» **WHAT TO DO**:
List every line below that contains the word "face".

» **Polygon outlines for photos**:

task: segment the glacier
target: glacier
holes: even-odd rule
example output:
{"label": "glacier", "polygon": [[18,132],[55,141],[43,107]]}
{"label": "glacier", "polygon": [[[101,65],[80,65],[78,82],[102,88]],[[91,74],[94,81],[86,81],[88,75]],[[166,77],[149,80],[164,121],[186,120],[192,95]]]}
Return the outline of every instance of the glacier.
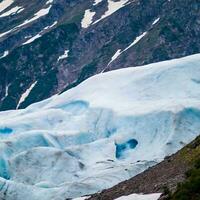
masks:
{"label": "glacier", "polygon": [[77,198],[141,173],[199,135],[199,97],[196,54],[0,112],[0,199]]}

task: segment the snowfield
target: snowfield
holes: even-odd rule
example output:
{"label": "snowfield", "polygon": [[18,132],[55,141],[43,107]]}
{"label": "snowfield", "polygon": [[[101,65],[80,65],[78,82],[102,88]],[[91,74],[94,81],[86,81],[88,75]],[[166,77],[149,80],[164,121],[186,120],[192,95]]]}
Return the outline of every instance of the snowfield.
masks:
{"label": "snowfield", "polygon": [[160,162],[200,132],[200,54],[103,73],[0,113],[0,199],[65,200]]}

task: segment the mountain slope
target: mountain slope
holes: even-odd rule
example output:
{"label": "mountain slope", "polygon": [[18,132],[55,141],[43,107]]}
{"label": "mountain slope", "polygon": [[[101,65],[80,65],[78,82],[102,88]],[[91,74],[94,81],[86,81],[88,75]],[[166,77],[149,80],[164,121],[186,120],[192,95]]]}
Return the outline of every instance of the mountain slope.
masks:
{"label": "mountain slope", "polygon": [[197,54],[107,72],[1,112],[0,198],[95,193],[181,149],[199,135],[199,63]]}
{"label": "mountain slope", "polygon": [[[147,171],[133,177],[130,180],[124,181],[113,188],[105,190],[99,194],[92,195],[89,200],[113,200],[120,196],[127,196],[132,193],[165,193],[166,199],[181,199],[181,187],[175,192],[178,183],[182,183],[187,179],[186,174],[193,173],[200,161],[200,137],[192,143],[181,149],[178,153],[166,157],[165,160],[158,165],[148,169]],[[191,171],[192,169],[192,171]],[[198,176],[196,175],[196,178]],[[179,184],[180,185],[180,184]],[[195,189],[194,185],[191,185]],[[196,185],[196,187],[199,187]],[[169,193],[174,193],[171,197]],[[183,191],[185,192],[185,191]],[[193,193],[193,195],[195,192]],[[183,193],[183,198],[193,199],[192,194]],[[165,199],[164,196],[162,199]],[[199,198],[197,198],[199,199]]]}
{"label": "mountain slope", "polygon": [[[7,16],[16,6],[23,10]],[[198,0],[16,0],[0,12],[0,109],[102,71],[198,53],[199,10]]]}

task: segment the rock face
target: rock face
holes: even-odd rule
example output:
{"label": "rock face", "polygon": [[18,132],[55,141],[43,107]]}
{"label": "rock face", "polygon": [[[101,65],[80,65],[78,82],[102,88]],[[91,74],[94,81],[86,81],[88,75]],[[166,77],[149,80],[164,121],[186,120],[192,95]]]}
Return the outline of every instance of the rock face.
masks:
{"label": "rock face", "polygon": [[5,1],[0,110],[24,108],[103,71],[200,52],[198,0],[16,0],[7,8]]}

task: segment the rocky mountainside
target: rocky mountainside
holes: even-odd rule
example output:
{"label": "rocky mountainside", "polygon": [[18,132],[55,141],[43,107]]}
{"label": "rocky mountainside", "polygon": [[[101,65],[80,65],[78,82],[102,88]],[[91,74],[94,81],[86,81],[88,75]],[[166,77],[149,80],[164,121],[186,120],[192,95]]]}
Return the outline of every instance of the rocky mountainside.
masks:
{"label": "rocky mountainside", "polygon": [[[191,177],[195,175],[195,178]],[[185,181],[184,184],[181,184]],[[177,188],[178,185],[178,188]],[[200,199],[200,137],[158,165],[88,200],[114,200],[132,193],[163,193],[162,200]]]}
{"label": "rocky mountainside", "polygon": [[198,52],[199,0],[1,0],[0,110]]}

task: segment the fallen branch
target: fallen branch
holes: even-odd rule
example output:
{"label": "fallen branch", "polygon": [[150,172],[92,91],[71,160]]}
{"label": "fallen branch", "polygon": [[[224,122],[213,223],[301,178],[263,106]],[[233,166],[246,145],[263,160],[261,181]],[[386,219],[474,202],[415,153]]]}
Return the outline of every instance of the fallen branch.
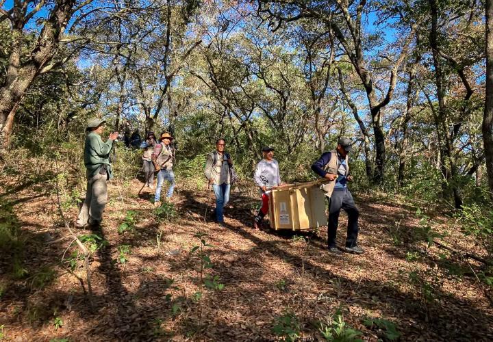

» **FINAL ANSWER**:
task: segment the rock face
target: rock face
{"label": "rock face", "polygon": [[18,132],[55,141],[43,107]]}
{"label": "rock face", "polygon": [[[101,65],[80,65],[78,82],[102,88]],[[91,74],[94,81],[86,81],[88,75]],[[166,77],[149,80],[164,121],[186,120],[192,95]]]}
Return the outline of every instance of the rock face.
{"label": "rock face", "polygon": [[5,1],[0,110],[24,108],[103,71],[200,52],[198,0],[16,0],[7,8]]}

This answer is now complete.